Input data section start
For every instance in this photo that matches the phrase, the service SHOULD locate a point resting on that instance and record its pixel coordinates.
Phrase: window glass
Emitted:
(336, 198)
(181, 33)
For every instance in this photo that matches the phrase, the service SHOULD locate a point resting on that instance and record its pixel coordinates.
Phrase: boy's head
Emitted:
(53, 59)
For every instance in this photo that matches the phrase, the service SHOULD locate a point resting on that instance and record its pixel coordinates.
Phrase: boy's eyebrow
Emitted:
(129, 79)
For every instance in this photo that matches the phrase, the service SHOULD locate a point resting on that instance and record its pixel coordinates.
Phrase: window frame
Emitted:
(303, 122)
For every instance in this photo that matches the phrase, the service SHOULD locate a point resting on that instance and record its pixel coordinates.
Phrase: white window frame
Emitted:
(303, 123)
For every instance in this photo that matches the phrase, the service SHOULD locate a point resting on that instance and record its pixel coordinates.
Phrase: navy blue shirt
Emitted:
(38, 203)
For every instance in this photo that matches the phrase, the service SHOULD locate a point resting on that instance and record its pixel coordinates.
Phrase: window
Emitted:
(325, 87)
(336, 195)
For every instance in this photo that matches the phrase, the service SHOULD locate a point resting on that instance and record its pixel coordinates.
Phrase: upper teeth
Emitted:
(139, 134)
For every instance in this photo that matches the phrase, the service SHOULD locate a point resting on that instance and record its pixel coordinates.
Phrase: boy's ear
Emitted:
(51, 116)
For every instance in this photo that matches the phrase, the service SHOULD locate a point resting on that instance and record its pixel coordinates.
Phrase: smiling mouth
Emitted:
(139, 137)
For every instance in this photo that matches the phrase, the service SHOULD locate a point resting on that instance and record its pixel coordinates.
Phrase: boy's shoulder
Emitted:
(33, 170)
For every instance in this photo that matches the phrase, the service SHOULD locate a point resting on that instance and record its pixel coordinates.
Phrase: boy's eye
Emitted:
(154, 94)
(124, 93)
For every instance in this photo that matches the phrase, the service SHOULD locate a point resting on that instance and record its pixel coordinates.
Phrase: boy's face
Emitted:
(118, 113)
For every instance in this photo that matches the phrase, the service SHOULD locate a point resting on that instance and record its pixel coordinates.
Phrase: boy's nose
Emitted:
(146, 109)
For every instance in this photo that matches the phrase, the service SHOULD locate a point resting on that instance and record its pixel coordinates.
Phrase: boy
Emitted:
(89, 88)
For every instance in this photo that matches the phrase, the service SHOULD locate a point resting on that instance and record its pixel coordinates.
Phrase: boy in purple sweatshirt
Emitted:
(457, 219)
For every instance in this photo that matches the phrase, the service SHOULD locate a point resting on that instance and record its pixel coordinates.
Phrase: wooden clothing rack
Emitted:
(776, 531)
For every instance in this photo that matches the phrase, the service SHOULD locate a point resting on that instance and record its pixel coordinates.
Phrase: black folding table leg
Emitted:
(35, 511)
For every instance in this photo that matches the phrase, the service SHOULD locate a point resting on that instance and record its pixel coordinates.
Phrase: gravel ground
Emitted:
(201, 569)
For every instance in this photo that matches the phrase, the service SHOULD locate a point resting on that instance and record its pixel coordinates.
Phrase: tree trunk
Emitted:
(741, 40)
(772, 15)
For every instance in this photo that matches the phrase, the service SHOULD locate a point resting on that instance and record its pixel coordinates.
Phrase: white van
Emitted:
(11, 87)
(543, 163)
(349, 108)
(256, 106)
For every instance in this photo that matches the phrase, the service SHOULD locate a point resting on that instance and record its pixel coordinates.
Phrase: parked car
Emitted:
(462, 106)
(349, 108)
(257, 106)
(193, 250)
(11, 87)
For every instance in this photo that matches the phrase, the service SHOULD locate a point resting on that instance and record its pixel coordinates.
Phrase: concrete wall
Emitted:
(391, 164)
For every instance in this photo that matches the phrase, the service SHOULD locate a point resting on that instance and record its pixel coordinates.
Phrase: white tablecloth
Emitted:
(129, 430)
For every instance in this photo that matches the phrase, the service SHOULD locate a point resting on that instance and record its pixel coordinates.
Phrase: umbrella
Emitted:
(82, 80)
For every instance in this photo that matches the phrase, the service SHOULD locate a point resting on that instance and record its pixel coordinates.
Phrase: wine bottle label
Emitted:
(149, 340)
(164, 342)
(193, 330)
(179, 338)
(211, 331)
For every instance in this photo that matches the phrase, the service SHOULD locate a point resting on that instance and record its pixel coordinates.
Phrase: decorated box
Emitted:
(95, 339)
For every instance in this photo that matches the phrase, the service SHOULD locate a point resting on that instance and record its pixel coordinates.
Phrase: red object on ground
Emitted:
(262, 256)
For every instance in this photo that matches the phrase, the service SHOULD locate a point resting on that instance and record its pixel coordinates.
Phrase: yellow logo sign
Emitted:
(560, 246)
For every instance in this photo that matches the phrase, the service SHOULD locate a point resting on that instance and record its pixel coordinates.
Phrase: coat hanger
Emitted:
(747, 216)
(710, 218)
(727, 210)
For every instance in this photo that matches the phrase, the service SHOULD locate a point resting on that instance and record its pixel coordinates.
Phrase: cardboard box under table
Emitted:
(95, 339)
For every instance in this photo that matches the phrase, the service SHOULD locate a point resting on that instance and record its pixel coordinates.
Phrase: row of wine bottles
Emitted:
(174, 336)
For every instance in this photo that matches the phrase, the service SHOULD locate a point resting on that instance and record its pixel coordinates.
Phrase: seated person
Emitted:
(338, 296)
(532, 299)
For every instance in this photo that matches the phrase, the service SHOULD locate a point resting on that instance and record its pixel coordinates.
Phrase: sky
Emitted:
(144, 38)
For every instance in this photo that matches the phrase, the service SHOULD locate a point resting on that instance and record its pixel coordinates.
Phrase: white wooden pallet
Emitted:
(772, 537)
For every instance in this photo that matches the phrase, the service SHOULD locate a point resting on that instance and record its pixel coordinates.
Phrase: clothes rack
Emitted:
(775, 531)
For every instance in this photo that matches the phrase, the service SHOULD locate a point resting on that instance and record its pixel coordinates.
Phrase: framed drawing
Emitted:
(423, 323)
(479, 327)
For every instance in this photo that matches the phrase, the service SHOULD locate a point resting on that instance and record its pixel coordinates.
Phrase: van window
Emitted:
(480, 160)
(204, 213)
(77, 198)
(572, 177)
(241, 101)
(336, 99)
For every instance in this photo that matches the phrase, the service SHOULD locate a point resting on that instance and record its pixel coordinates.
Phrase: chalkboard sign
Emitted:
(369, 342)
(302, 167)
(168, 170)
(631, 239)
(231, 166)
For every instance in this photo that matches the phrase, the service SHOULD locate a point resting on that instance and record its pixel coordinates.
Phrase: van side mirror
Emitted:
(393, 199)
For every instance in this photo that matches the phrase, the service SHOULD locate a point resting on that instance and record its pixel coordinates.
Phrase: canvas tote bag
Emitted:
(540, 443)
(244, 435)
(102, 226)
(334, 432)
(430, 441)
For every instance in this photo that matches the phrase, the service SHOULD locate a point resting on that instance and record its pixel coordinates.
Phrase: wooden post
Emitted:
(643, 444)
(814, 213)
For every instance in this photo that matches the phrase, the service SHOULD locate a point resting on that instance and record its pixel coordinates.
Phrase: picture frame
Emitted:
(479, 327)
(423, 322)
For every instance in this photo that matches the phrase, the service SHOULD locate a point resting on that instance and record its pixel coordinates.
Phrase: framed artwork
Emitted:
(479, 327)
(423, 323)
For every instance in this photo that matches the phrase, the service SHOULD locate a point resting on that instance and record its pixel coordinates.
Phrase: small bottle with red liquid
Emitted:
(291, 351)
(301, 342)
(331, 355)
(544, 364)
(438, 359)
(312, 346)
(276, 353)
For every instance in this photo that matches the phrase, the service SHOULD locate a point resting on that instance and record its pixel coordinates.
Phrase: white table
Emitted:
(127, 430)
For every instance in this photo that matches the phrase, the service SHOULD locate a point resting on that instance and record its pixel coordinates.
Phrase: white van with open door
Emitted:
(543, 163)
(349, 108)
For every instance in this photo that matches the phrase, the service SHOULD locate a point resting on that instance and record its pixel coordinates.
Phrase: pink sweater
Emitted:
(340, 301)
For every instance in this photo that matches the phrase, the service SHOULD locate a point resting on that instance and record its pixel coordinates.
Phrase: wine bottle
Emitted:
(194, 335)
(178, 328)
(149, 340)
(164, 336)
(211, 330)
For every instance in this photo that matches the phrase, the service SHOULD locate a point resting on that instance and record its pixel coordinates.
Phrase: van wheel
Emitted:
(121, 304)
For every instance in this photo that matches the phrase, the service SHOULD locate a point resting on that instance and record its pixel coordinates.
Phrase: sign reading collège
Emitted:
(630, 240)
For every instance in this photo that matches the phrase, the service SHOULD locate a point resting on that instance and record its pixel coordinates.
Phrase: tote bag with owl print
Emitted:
Input data section end
Exercise instructions: Show the lines above with "window".

Written solution:
Phrase: window glass
Phrase: window frame
Phrase: white window frame
Phrase: window
Phrase: van window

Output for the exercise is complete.